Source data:
>>>
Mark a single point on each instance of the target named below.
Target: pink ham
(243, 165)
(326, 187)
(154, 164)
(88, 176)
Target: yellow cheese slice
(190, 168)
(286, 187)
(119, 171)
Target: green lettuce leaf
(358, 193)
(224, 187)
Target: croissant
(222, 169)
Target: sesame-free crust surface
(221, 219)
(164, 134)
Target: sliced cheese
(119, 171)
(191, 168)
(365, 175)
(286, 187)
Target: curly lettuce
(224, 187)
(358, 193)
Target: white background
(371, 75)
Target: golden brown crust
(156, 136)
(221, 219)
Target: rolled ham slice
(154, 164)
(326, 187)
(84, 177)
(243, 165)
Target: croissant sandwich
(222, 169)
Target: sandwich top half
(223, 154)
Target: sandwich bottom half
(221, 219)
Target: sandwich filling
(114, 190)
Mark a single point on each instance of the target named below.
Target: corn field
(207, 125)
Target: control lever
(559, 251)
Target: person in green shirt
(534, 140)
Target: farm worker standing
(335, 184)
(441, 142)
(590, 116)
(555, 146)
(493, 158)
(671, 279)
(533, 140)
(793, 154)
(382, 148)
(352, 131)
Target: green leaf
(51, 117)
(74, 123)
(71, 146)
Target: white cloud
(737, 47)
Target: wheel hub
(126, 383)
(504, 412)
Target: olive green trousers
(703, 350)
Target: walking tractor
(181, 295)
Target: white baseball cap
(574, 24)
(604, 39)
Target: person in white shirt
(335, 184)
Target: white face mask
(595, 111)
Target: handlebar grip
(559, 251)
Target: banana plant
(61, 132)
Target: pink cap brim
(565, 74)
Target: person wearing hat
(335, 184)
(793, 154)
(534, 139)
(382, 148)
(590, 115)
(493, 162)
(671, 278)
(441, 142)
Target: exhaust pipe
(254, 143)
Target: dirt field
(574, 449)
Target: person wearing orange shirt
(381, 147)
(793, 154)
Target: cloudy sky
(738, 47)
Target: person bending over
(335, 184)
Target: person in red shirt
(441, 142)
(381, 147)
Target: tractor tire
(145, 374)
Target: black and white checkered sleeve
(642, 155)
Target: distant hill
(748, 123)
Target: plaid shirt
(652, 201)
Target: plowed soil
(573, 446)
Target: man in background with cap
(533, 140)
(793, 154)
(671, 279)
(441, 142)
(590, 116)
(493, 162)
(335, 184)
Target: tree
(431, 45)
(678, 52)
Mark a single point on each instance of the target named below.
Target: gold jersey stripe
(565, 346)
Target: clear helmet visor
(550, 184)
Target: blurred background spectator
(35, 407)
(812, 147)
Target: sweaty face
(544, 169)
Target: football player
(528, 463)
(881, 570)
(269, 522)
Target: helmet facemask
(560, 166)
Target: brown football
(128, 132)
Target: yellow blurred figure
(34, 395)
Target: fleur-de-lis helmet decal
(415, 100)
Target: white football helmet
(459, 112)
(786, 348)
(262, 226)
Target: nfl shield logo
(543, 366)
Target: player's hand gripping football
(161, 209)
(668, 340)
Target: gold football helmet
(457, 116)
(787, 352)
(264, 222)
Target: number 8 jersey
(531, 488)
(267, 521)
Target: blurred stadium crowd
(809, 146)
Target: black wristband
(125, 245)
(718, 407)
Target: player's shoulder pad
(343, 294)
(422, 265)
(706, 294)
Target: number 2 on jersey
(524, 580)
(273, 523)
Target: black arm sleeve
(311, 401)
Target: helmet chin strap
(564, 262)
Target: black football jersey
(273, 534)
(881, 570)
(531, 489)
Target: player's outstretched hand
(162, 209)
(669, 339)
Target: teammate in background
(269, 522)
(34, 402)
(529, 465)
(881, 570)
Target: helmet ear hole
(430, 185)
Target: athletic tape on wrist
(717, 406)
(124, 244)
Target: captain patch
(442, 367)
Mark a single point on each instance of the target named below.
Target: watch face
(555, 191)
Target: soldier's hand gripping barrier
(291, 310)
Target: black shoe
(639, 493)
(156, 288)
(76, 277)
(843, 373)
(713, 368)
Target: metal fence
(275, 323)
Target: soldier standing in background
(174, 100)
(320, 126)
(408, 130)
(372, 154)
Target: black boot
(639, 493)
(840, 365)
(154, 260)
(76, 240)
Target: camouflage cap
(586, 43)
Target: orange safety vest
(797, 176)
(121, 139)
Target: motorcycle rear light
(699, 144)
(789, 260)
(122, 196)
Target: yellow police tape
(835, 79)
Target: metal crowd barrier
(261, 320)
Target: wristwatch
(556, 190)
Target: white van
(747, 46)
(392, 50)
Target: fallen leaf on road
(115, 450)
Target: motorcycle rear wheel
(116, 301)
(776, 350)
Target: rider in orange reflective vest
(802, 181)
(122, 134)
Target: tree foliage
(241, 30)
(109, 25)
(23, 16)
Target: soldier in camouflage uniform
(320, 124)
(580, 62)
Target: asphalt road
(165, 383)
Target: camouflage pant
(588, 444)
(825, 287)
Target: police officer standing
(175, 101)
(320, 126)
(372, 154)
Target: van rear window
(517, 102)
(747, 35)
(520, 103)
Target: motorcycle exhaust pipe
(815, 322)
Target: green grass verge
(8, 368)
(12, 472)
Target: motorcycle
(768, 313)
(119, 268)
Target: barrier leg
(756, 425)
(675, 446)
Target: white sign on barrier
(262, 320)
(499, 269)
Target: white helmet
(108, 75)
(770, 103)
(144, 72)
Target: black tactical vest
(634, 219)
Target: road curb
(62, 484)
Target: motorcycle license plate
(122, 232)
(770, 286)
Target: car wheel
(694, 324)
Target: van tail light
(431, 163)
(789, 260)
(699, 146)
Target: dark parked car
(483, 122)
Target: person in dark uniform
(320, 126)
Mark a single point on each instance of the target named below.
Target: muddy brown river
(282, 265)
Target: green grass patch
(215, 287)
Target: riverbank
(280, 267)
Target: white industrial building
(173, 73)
<<<
**DESCRIPTION OF THE TASK:**
Give back, exactly as written, the lines from the one with "Target: soldier standing in background" to the last line.

**TASK RESULT:**
Target: soldier standing in background
(174, 100)
(320, 126)
(408, 130)
(372, 154)
Target: black boot
(639, 493)
(840, 365)
(154, 260)
(76, 240)
Target: camouflage cap
(586, 43)
Target: orange safety vest
(797, 176)
(121, 139)
Target: motorcycle rear light
(699, 144)
(789, 260)
(122, 196)
Target: yellow police tape
(835, 79)
Target: metal crowd barrier
(261, 320)
Target: wristwatch
(556, 190)
Target: white van
(747, 46)
(392, 50)
Target: fallen leaf on road
(115, 450)
Target: motorcycle rear wheel
(116, 301)
(776, 350)
Target: rider in orange reflective vest
(802, 181)
(122, 134)
Target: tree foliage
(241, 30)
(109, 25)
(23, 16)
Target: soldier in camouflage uniform
(320, 124)
(580, 62)
Target: asphalt road
(165, 383)
Target: camouflage pant
(588, 444)
(825, 287)
Target: police officer standing
(175, 101)
(320, 126)
(372, 154)
Target: van rear window
(517, 102)
(747, 35)
(520, 103)
Target: motorcycle exhaust pipe
(815, 322)
Target: green grass verge
(8, 368)
(12, 472)
Target: motorcycle
(768, 313)
(119, 268)
Target: barrier leg
(756, 425)
(675, 446)
Target: white sign on barrier
(262, 320)
(499, 269)
Target: white helmet
(108, 75)
(770, 103)
(144, 72)
Target: black tactical vest
(634, 219)
Target: road curb
(62, 484)
Target: motorcycle license plate
(122, 232)
(770, 286)
Target: car wheel
(694, 324)
Target: van tail light
(431, 163)
(789, 260)
(699, 146)
Target: dark parked car
(483, 122)
Target: person in dark uniform
(320, 126)
Mark a single point on each instance of the target named below.
Target: muddy brown river
(282, 265)
Target: green grass patch
(215, 287)
Target: riverbank
(280, 267)
Target: white industrial building
(173, 73)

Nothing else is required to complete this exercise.